## PROVIDED INFORMATION:
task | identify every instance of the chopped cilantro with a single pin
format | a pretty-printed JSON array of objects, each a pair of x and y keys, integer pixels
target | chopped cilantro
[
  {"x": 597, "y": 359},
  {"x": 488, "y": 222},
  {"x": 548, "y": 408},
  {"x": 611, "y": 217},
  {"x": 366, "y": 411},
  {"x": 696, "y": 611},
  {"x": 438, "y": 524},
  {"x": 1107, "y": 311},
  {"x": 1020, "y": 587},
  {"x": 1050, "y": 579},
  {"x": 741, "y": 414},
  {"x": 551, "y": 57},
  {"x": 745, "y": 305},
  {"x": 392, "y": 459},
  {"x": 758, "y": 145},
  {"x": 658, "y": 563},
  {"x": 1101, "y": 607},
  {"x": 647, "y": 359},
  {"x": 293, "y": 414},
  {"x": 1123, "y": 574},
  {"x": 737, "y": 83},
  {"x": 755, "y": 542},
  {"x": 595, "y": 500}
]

## EXERCISE DETAILS:
Rewrite all the rows above, replacing "chopped cilantro" with "sliced green onion" and keeping everything else the same.

## OUTPUT OF THE EXERCISE:
task | identify every instance of the sliced green onion with a single pin
format | a pretty-printed JSON array of objects, each a pair of x and y keys, integer pixels
target | sliced green onion
[
  {"x": 597, "y": 359},
  {"x": 488, "y": 222},
  {"x": 548, "y": 408},
  {"x": 611, "y": 217},
  {"x": 366, "y": 411},
  {"x": 696, "y": 611},
  {"x": 438, "y": 524},
  {"x": 1107, "y": 311},
  {"x": 1020, "y": 587},
  {"x": 1050, "y": 579},
  {"x": 741, "y": 414},
  {"x": 551, "y": 57},
  {"x": 745, "y": 305},
  {"x": 392, "y": 459},
  {"x": 758, "y": 145},
  {"x": 658, "y": 563},
  {"x": 1101, "y": 607},
  {"x": 647, "y": 359},
  {"x": 293, "y": 414},
  {"x": 1123, "y": 574},
  {"x": 737, "y": 83},
  {"x": 755, "y": 542},
  {"x": 595, "y": 500}
]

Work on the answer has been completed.